### Task to carry out
Nothing but the lines from the one with "Ground wooden wall." through the end of the listing below should appear in your reply, each copied exactly.
··· Source data ···
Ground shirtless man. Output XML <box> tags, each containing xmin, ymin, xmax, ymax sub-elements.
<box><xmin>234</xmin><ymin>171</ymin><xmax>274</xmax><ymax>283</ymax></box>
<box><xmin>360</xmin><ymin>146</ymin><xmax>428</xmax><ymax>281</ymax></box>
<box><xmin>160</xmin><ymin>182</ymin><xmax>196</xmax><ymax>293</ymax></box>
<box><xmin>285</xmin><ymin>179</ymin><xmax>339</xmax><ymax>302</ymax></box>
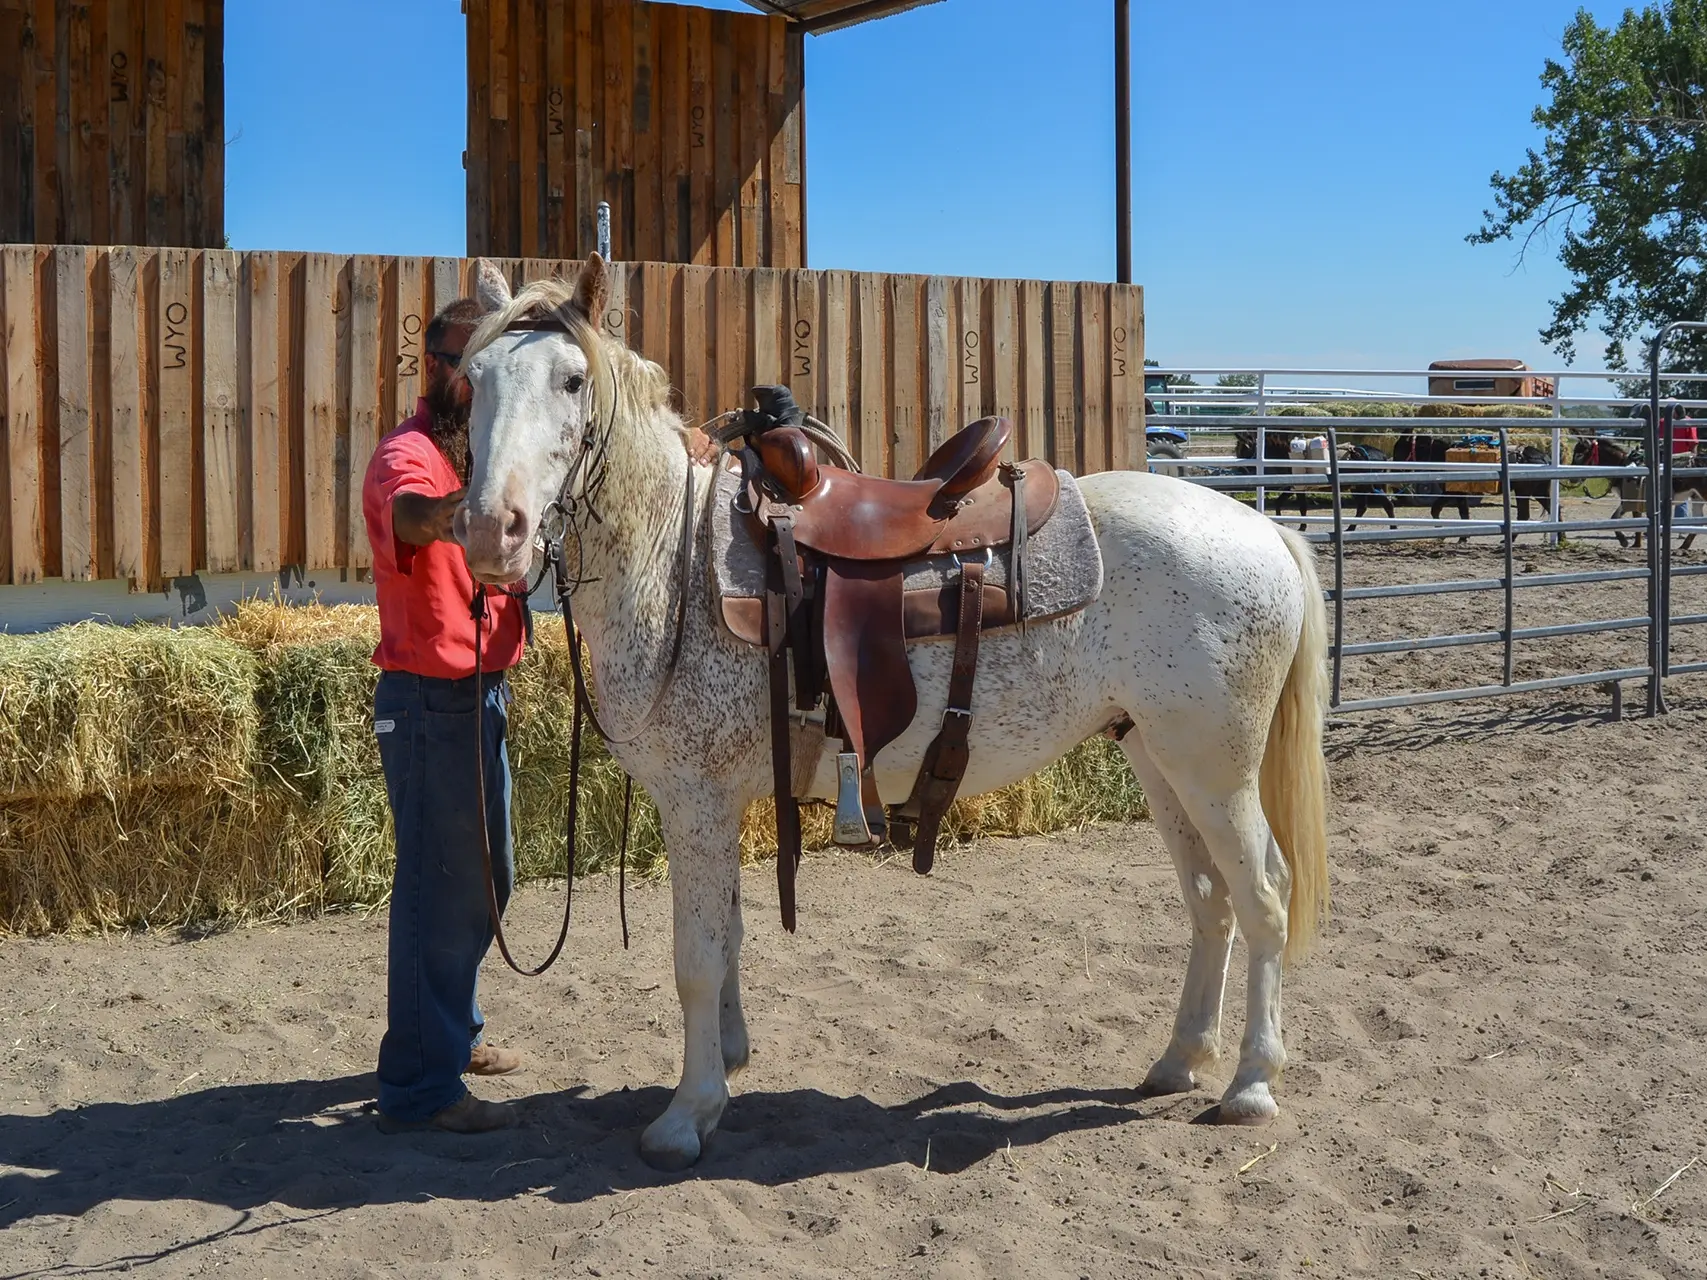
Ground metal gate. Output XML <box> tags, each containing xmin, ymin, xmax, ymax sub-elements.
<box><xmin>1144</xmin><ymin>361</ymin><xmax>1707</xmax><ymax>716</ymax></box>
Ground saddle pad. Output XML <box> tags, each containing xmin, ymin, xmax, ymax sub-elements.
<box><xmin>710</xmin><ymin>463</ymin><xmax>1104</xmax><ymax>647</ymax></box>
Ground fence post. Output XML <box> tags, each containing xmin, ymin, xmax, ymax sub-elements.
<box><xmin>1255</xmin><ymin>372</ymin><xmax>1268</xmax><ymax>517</ymax></box>
<box><xmin>1499</xmin><ymin>425</ymin><xmax>1514</xmax><ymax>686</ymax></box>
<box><xmin>1327</xmin><ymin>425</ymin><xmax>1345</xmax><ymax>709</ymax></box>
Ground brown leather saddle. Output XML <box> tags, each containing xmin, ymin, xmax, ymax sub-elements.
<box><xmin>716</xmin><ymin>387</ymin><xmax>1062</xmax><ymax>931</ymax></box>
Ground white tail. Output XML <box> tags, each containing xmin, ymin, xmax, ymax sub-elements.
<box><xmin>1260</xmin><ymin>525</ymin><xmax>1331</xmax><ymax>961</ymax></box>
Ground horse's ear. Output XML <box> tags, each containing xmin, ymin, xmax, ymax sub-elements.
<box><xmin>574</xmin><ymin>253</ymin><xmax>610</xmax><ymax>324</ymax></box>
<box><xmin>473</xmin><ymin>259</ymin><xmax>512</xmax><ymax>314</ymax></box>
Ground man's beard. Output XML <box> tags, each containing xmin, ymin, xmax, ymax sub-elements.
<box><xmin>423</xmin><ymin>378</ymin><xmax>471</xmax><ymax>483</ymax></box>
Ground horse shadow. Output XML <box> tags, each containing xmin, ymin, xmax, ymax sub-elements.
<box><xmin>0</xmin><ymin>1071</ymin><xmax>1173</xmax><ymax>1258</ymax></box>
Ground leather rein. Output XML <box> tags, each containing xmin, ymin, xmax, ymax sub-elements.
<box><xmin>467</xmin><ymin>315</ymin><xmax>699</xmax><ymax>977</ymax></box>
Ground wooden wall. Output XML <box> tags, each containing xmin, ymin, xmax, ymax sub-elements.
<box><xmin>466</xmin><ymin>0</ymin><xmax>805</xmax><ymax>268</ymax></box>
<box><xmin>0</xmin><ymin>245</ymin><xmax>1144</xmax><ymax>588</ymax></box>
<box><xmin>0</xmin><ymin>0</ymin><xmax>225</xmax><ymax>248</ymax></box>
···
### Exercise output
Ground wooden wall. Output XML <box> tags, each containing xmin, ymin, xmax, ymax sub-elements.
<box><xmin>466</xmin><ymin>0</ymin><xmax>805</xmax><ymax>268</ymax></box>
<box><xmin>0</xmin><ymin>245</ymin><xmax>1144</xmax><ymax>588</ymax></box>
<box><xmin>0</xmin><ymin>0</ymin><xmax>225</xmax><ymax>248</ymax></box>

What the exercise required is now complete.